**Document text**.
:::::
Tortured and hanged in 1734 for setting a fire that burned down one-10th of Montreal, Marie-Josephe-Angelique has been embraced as either a feminist icon rebelling against the bonds of slavery, or a beautiful black woman whose only crime was the colour of her skin.
In a new book, Le Proces de Marie-Josephe-Angelique, author and historical archivist Denyse Beaugrand-Champagne attempts to set the record straight on the notorious crime and blow holes in a myth that has captivated Montreal for 270 years.
Angelique was forced to endure a painful interrogation where wood planks were placed between her legs, her knees and ankles were bound and a mallet was used to pound a wood peg between the boards to exert pressure on her inner leg.
"The woman was tortured to confess. I tried the method of torture on myself and I would have admitted to setting the fire," Beaugrand-Champagne said at her book launch last night.
"Angelique stayed to help her mistress rescue furniture and items from the fire. The fact she never ran is the proof" she didn't set the fire.
On April 10, 1734, fire gutted 45 houses and Hotel Dieu Hospital, then located on St. Paul St. in what is now Old Montreal.
:::::
**Collected data**.

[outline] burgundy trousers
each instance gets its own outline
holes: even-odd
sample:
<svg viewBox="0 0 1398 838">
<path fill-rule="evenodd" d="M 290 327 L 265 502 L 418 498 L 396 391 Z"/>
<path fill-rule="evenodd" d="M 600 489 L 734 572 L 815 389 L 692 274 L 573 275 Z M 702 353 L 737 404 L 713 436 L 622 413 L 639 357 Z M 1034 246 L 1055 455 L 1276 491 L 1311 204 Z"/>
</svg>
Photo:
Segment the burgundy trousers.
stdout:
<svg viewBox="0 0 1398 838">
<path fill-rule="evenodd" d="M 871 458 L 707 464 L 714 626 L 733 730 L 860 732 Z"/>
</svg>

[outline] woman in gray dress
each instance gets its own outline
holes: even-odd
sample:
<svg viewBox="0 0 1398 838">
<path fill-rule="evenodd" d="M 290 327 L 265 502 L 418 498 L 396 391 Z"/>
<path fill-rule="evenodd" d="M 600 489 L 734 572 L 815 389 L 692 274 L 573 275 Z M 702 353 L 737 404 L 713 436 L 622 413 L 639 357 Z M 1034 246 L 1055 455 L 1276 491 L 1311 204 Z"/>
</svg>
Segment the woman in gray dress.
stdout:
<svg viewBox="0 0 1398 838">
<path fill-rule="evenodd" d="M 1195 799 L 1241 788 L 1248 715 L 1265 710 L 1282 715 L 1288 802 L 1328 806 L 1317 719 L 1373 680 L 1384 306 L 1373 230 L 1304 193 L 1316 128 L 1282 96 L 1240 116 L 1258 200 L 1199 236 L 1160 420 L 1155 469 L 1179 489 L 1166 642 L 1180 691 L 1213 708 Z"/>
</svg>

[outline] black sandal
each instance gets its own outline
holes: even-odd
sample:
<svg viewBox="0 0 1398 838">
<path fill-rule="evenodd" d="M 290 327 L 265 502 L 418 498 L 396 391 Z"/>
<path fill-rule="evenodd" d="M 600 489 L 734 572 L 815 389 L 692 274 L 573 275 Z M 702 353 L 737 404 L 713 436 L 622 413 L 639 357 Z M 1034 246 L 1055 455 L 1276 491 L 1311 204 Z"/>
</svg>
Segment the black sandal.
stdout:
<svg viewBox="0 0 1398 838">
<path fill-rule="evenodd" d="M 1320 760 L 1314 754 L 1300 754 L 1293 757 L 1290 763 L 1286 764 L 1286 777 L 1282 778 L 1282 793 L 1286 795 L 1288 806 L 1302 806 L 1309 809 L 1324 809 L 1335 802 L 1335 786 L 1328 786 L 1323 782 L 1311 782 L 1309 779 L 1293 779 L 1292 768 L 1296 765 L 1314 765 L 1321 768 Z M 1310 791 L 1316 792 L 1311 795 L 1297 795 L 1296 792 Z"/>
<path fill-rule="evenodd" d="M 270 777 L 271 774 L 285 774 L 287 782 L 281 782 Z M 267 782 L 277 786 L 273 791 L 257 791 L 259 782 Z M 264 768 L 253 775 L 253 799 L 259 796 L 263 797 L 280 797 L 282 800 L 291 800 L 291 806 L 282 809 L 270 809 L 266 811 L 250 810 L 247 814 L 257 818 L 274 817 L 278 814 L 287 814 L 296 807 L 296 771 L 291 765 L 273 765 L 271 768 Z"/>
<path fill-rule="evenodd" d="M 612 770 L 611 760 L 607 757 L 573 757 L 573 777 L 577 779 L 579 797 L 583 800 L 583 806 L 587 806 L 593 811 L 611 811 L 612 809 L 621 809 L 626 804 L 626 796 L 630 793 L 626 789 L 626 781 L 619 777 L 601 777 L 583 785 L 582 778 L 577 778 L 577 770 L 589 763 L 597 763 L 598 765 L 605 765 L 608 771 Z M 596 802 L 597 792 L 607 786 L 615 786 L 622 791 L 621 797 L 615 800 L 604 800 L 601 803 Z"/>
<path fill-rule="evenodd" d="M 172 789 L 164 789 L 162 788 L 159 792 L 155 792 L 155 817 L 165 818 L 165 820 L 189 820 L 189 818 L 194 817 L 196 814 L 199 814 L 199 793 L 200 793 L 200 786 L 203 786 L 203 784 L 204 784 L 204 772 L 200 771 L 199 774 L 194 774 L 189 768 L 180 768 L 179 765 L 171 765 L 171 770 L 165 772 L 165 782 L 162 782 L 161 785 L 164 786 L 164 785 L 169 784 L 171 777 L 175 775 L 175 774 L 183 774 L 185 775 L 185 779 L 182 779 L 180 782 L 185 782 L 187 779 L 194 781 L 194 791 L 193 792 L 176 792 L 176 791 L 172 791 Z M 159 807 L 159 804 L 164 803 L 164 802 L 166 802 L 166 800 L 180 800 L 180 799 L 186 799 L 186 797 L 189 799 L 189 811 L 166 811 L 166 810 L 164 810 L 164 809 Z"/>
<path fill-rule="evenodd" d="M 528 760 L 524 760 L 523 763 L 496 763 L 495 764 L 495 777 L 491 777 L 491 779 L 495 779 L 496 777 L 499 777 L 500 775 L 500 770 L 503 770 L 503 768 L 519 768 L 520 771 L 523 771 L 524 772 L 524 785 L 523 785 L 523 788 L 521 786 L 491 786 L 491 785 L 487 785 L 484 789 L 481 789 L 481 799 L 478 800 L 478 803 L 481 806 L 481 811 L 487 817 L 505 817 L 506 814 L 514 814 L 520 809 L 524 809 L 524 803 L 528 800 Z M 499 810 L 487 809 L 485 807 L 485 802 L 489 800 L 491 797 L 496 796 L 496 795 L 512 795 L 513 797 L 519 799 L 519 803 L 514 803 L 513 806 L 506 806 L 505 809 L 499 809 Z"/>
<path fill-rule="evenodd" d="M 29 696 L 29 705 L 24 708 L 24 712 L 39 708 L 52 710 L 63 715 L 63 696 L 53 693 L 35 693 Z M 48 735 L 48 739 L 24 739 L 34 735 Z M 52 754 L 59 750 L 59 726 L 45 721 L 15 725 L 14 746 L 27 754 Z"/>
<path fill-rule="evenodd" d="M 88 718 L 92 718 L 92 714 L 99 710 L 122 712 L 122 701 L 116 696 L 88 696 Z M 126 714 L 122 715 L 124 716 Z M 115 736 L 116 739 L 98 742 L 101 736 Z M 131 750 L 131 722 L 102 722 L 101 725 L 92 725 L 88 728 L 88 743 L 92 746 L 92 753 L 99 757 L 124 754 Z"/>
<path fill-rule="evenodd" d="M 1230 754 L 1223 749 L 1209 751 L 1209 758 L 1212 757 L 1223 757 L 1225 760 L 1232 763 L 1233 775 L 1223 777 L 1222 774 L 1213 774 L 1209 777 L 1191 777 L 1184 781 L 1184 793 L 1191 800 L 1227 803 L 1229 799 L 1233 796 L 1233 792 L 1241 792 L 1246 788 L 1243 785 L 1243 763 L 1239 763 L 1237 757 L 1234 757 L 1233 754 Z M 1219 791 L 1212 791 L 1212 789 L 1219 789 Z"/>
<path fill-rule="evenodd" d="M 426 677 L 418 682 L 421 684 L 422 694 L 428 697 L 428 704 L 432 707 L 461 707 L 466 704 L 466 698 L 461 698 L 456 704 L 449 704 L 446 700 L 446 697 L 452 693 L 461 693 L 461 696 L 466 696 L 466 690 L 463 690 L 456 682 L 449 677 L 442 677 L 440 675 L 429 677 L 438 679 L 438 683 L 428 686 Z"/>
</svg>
:::::
**What you will do**.
1/ Rewrite the stretch of the Montreal fire article from "Angelique was forced" through "set the fire.", changing "mallet" to "hammer".
2/ According to the Montreal fire article, how many houses did the fire of April 10, 1734, gut?
This data comes from a separate source, unrelated to the article.

**List of answers**.
1/
Angelique was forced to endure a painful interrogation where wood planks were placed between her legs, her knees and ankles were bound and a hammer was used to pound a wood peg between the boards to exert pressure on her inner leg.
"The woman was tortured to confess. I tried the method of torture on myself and I would have admitted to setting the fire," Beaugrand-Champagne said at her book launch last night.
"Angelique stayed to help her mistress rescue furniture and items from the fire. The fact she never ran is the proof" she didn't set the fire.

2/ 45 houses.